══ PASSAGE SHOWN ══

Skip to main content

Overview

Learning rate schedulers provide different strategies for adjusting the learning rate during training. All schedulers inherit from torch.optim.lr_scheduler.LRScheduler.

Basic Usage

import torch.optim as optim
from torch.optim.lr_scheduler import StepLR

optimizer = optim.SGD(model.parameters(), lr=0.1)
scheduler = StepLR(optimizer, step_size=30, gamma=0.1)

for epoch in range(100):
    for input, target in dataset:
        optimizer.zero_grad()
        output = model(input)
        loss = loss_fn(output, target)
        loss.backward()
        optimizer.step()
    scheduler.step()  # Update learning rate after each epoch
Call scheduler.step() after optimizer.step() in each epoch.

StepLR

Decays the learning rate by gamma every step_size epochs.
torch.optim.lr_scheduler.StepLR(optimizer, step_size, gamma=0.1, last_epoch=-1)

═══
══ DATA SUPPLIED ══

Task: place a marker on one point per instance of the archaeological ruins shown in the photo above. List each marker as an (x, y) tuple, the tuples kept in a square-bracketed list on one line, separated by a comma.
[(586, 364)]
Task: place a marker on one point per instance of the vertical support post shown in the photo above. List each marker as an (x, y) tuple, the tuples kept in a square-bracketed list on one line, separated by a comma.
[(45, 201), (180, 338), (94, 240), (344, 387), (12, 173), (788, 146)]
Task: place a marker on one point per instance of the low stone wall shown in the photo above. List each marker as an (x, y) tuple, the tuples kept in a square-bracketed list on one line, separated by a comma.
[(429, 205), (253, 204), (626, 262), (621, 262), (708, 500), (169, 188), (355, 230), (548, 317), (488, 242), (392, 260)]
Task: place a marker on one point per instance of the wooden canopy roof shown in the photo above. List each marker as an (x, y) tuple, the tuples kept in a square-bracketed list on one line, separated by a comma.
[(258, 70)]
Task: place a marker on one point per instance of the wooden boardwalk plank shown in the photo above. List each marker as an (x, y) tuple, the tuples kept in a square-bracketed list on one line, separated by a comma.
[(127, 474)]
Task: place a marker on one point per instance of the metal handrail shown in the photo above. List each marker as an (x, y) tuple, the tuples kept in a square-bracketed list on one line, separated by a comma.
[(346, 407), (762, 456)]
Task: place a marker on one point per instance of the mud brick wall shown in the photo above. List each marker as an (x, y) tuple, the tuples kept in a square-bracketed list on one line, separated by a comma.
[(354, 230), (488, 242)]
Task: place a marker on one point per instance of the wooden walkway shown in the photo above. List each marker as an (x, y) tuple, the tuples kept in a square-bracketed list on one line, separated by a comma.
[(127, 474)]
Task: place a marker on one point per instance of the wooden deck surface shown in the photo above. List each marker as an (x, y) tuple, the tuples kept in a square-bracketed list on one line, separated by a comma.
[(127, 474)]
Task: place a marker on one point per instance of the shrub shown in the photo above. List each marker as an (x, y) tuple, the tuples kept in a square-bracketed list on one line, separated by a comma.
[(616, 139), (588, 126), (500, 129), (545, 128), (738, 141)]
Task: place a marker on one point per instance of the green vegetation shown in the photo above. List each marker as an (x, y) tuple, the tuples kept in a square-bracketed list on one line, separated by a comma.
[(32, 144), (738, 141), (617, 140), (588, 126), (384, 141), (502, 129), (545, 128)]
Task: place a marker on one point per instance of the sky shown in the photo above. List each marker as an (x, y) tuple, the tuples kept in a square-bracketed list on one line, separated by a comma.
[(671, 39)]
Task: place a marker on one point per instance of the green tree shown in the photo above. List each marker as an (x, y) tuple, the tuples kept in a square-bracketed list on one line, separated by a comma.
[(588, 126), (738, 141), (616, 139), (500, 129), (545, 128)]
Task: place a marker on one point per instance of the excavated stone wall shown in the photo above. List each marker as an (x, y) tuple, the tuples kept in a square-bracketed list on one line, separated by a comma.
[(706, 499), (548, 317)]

═══

WORK TO BE COMPLETED: Change "SGD" to "Adam" in the learning rate scheduler page, reproducing it starting at "import torch.optim as" and ending at "StepLR(optimizer, step_size=30, gamma=0.1)". The rows have no connection to the learning rate scheduler page.

RESULT OF THIS TASK:
import torch.optim as optim
from torch.optim.lr_scheduler import StepLR

optimizer = optim.Adam(model.parameters(), lr=0.1)
scheduler = StepLR(optimizer, step_size=30, gamma=0.1)